*WHAT YOU WILL DO*
Your copy should repeat the data that follows exactly and contain no image.

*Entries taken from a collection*

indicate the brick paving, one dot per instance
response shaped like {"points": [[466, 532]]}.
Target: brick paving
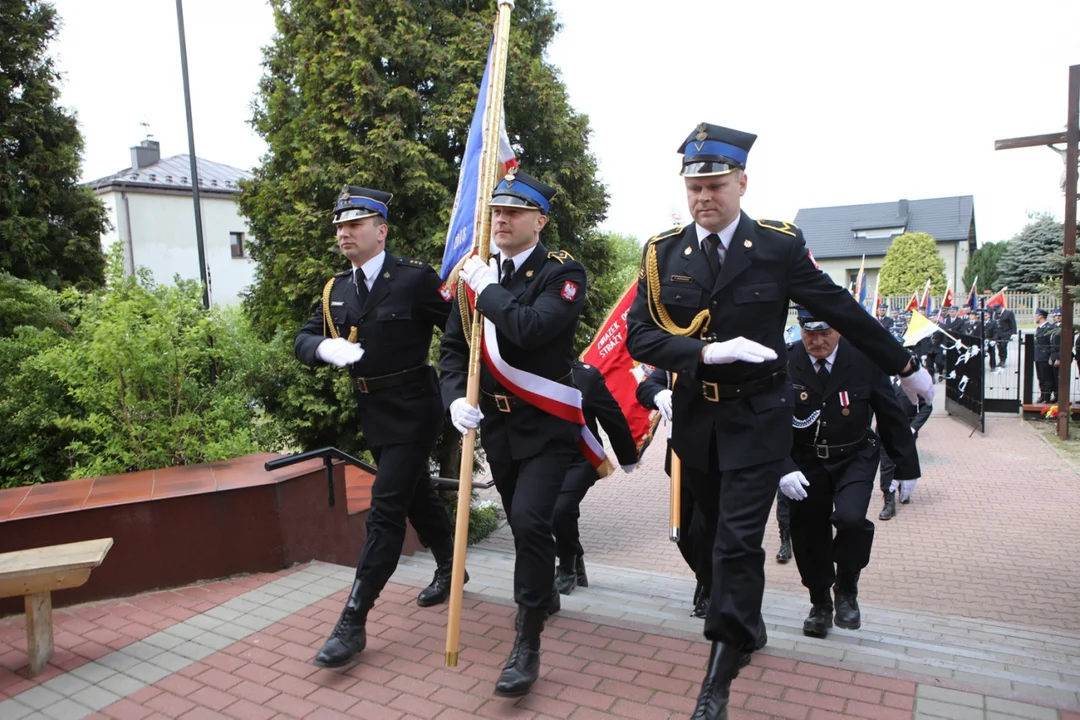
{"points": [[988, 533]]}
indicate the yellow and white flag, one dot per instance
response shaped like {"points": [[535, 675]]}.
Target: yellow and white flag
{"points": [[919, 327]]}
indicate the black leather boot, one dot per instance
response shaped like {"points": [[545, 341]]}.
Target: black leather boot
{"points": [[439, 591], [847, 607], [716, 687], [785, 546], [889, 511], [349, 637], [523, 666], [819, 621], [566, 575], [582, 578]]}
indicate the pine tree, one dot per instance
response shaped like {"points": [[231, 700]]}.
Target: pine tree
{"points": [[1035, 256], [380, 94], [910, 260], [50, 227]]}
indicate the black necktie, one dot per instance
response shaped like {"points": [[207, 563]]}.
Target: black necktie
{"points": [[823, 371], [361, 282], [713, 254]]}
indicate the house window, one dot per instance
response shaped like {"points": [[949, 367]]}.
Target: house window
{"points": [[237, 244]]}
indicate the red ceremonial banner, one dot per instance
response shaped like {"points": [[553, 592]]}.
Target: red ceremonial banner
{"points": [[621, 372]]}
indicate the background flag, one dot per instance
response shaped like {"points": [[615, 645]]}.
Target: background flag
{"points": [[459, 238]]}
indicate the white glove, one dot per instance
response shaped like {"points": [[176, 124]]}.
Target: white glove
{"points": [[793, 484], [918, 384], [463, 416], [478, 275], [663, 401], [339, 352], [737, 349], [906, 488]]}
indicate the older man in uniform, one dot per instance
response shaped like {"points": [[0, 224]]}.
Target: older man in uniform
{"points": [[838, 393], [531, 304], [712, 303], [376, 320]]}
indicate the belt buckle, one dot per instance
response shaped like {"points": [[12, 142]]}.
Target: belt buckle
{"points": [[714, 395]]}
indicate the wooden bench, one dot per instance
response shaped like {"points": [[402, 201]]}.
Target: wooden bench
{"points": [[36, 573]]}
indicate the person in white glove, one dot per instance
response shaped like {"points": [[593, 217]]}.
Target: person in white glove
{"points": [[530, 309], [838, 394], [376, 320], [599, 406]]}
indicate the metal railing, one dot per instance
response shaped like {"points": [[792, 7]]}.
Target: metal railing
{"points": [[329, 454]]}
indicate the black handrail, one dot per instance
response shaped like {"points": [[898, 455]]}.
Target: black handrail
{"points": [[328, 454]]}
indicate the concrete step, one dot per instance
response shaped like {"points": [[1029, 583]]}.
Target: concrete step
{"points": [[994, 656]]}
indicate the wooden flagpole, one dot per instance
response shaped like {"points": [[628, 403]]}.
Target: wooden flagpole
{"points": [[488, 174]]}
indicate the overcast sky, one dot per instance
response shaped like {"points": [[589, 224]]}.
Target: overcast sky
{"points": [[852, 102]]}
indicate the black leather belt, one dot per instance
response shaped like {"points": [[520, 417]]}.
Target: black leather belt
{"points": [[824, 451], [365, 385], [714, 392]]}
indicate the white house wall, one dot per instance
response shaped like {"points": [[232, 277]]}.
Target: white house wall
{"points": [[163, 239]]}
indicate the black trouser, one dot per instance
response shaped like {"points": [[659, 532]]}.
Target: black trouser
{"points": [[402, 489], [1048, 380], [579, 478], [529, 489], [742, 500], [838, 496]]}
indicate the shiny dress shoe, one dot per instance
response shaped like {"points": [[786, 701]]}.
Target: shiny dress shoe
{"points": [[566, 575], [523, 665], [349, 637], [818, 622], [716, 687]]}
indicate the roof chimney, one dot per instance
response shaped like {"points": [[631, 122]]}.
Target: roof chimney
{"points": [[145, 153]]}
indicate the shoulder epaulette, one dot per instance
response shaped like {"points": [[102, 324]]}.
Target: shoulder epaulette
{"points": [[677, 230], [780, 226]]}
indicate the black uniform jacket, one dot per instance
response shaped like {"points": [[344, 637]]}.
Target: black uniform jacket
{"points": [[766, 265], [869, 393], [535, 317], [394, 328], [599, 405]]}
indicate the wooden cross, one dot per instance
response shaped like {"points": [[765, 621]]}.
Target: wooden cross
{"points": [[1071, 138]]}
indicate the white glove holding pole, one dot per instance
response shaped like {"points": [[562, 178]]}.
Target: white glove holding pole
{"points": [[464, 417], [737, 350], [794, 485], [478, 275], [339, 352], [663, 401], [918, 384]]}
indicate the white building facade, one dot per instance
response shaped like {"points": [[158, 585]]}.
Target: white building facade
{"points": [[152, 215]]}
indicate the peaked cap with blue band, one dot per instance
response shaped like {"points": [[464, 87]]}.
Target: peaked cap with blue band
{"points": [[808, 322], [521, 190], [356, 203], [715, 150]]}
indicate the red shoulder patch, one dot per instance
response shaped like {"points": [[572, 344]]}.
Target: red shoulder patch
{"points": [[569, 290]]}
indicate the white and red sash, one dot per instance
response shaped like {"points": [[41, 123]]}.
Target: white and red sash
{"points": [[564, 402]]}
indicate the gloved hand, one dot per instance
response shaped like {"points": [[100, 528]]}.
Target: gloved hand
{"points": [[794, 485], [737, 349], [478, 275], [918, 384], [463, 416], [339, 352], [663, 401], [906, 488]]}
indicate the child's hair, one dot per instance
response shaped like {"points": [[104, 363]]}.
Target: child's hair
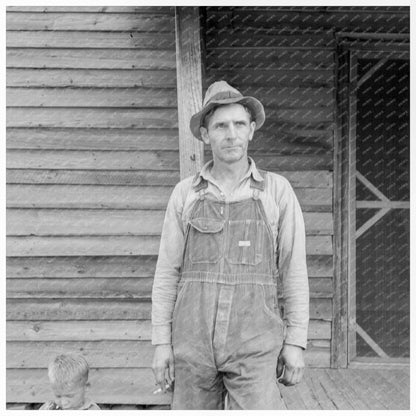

*THE ANSWER*
indicate the brick paving, one dot per instance
response shaped like {"points": [[466, 532]]}.
Target: brick paving
{"points": [[988, 533]]}
indicate the yellow and white flag, one dot per instance
response shaped like {"points": [[535, 675]]}.
Target: yellow and white flag
{"points": [[919, 327]]}
indicate the black leather boot, one dot per instance
response shaped like {"points": [[545, 341]]}.
Target: black leather boot
{"points": [[439, 591], [847, 607], [716, 687], [785, 546], [889, 511], [349, 637], [523, 666], [819, 621], [566, 575], [582, 578]]}
indicate the pine tree, one dot per instance
response shaped like {"points": [[231, 700]]}.
Target: pine tree
{"points": [[1035, 256], [380, 94], [910, 260], [50, 227]]}
indicate the black necktie, one dot per instance
response shaped like {"points": [[207, 563]]}.
Target: black necktie
{"points": [[823, 371], [361, 282], [713, 254]]}
indicate the house window, one dot per instance
response shaped like {"points": [[949, 367]]}.
Target: house window
{"points": [[237, 244]]}
indicate the red ceremonial banner, one dot per instance
response shaped like {"points": [[553, 592]]}.
Target: red ceremonial banner
{"points": [[621, 372]]}
indicate the background flag, one dot per instance
response shaped like {"points": [[615, 645]]}.
Target: background flag
{"points": [[459, 238]]}
indicate the white glove, one dot per instance
response shaped like {"points": [[176, 124]]}.
Target: white glove
{"points": [[793, 484], [918, 384], [463, 416], [478, 275], [663, 401], [339, 352], [737, 349], [906, 488]]}
indicate the older man in uniform, one dot per instance
response shaped like {"points": [[0, 224]]}.
Target: older man in uniform
{"points": [[838, 393], [531, 304], [712, 303], [376, 320]]}
indicate the belt buckle, one dot per instance
response shaped like {"points": [[12, 142]]}.
Target: belt buckle
{"points": [[714, 395]]}
indicate the wooden bench, one dot per instance
response shaped like {"points": [[402, 201]]}.
Target: wooden bench
{"points": [[36, 573]]}
indicate the person in white glove, one dot per instance
response shaped like {"points": [[593, 217]]}.
Target: person in white glove
{"points": [[530, 309], [838, 394], [376, 320], [599, 406]]}
indicate the metal railing, one dot per instance
response shaped like {"points": [[792, 7]]}.
Target: metal railing
{"points": [[329, 454]]}
indicate the black handrail, one dot per instance
response shaped like {"points": [[898, 455]]}.
Target: black handrail
{"points": [[328, 454]]}
indicate the concrete step, one dot per instance
response shaped like {"points": [[1029, 583]]}.
Target: concrete step
{"points": [[994, 656]]}
indicate the wooden flagpole, one dot per instance
response shaped like {"points": [[628, 403]]}.
Target: wooden flagpole
{"points": [[488, 174]]}
indicate the overcast sky, one dot per instance
response shaped like {"points": [[589, 224]]}.
Target: overcast sky
{"points": [[852, 102]]}
indicate the black leather belt, one dot per instance
response shaped like {"points": [[520, 417]]}.
Target: black leather belt
{"points": [[824, 451], [365, 385], [714, 392]]}
indicate the white house wall, one dot per instance
response shaped like {"points": [[232, 277]]}.
Target: white house wall
{"points": [[163, 239]]}
indicate the black trouser, one dot per instance
response shaped like {"points": [[659, 532]]}.
Target: black trouser
{"points": [[402, 489], [1048, 380], [579, 478], [529, 489], [742, 500], [838, 496]]}
indicate the shiny dress shoe, one dot per instance
response shaped like {"points": [[786, 701]]}.
Target: shiny dress shoe
{"points": [[566, 575], [523, 665], [349, 637], [818, 622], [716, 687]]}
indicate the roof chimney, one dot per instance
response shaped like {"points": [[631, 122]]}.
Target: roof chimney
{"points": [[145, 153]]}
indicate the shoulder epaulette, one dot per instance
response shaped like {"points": [[102, 324]]}.
Target: shoulder epaulette
{"points": [[677, 230], [780, 226]]}
indicate the black uniform jacket, one dot per instance
response shaped like {"points": [[344, 637]]}.
Target: black uniform jacket
{"points": [[766, 265], [869, 393], [535, 317], [394, 328], [599, 405]]}
indicate the wooden cross, one dot per instance
response shaped like {"points": [[765, 621]]}.
Target: wooden cross
{"points": [[1071, 138]]}
indicate the white glove holding pole, one dot per instance
response shaped like {"points": [[562, 178]]}.
Target: white glove holding pole
{"points": [[464, 417], [737, 350], [794, 485], [478, 275], [339, 352], [663, 401], [918, 384]]}
indicate the white building facade, one dot per instance
response shaped like {"points": [[158, 585]]}.
Target: white building facade
{"points": [[152, 215]]}
indicate the peaked cap with blue band, one dot per instance
response shaped like {"points": [[464, 87]]}.
Target: peaked cap with blue band
{"points": [[808, 322], [521, 190], [356, 203], [715, 150]]}
indicate the red shoulder patch, one dot per instance
response shaped like {"points": [[572, 344]]}.
Target: red shoulder patch
{"points": [[569, 290]]}
indicate the white and red sash, one dot per instance
response shaped like {"points": [[41, 123]]}.
Target: white and red sash
{"points": [[564, 402]]}
indicate the gloved hand, one dot per instance
response shaped like {"points": [[100, 528]]}.
Target: gloved hand
{"points": [[794, 485], [737, 349], [478, 275], [918, 384], [463, 416], [339, 352], [663, 401], [906, 488]]}
indicate the child's hair, one dot per instance
response shaped like {"points": [[104, 363]]}.
Target: child's hair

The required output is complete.